→ **Excerpt provided**
##########

5.5 Designation of Beneficiary

A Participant shall designate a Beneficiary on a form to be supplied by the Company. The Beneficiary designation may be changed by the Participant at any time, but any such change shall not be effective until the Beneficiary designation form completed by the Participant is delivered to and received by the Company. In the event that the Company receives more than one Beneficiary designation form from the Participant, the form bearing the most recent date shall be controlling. In the event there is no valid Beneficiary designation of the Participant in existence at the time of the Participant’s death, then the Participant’s Beneficiary shall be the Participant’s estate.

ARTICLE VI

NON-ASSIGNABILITY

 

6.1 Non-Assignability

Neither a Participant nor any Beneficiary of a Participant shall have any right to commute, sell, assign, pledge, transfer or otherwise convey the right to receive his Account until his Account is actually distributed to a Participant or his Beneficiary. The portion of the Account which has not been distributed shall not be subject to attachment, garnishment or execution for the payment of any debts, judgments, alimony or separate maintenance and shall not be transferable by operation of law in the event of bankruptcy or insolvency of a Participant or a Participant’s Beneficiary.

##########

→ **Records**
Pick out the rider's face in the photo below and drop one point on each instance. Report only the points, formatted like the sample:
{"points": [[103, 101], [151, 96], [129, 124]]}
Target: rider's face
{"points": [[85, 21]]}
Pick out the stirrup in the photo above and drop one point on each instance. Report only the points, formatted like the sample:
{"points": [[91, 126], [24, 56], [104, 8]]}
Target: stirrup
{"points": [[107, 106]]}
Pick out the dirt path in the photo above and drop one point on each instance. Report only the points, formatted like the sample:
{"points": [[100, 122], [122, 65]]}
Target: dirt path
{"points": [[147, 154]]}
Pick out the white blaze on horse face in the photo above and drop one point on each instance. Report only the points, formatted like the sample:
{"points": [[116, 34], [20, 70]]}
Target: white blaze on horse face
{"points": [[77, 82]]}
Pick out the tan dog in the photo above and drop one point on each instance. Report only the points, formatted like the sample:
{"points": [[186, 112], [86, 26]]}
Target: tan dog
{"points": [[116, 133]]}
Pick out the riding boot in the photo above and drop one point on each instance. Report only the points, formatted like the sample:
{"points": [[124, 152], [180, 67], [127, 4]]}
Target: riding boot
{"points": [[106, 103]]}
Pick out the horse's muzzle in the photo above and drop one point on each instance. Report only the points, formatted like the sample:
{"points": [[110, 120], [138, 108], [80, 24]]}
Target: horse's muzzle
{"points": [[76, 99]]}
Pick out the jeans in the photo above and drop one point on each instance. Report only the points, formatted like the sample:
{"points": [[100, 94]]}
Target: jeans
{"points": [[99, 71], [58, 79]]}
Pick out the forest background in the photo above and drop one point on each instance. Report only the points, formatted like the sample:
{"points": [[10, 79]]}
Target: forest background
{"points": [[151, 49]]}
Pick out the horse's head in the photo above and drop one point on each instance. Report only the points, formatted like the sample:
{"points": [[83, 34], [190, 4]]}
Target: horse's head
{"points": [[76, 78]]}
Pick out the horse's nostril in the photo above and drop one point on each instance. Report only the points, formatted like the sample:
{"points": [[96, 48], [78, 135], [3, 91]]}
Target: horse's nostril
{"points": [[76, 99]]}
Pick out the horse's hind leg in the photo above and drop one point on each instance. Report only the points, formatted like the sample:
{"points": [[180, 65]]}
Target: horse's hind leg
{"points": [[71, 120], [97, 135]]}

##########

→ **Objective**
According to the plan excerpt on beneficiary designation and non-assignability above, who becomes the Participant's Beneficiary if no valid Beneficiary designation exists when the Participant dies?

→ **Solution for this problem**
The Participant's estate.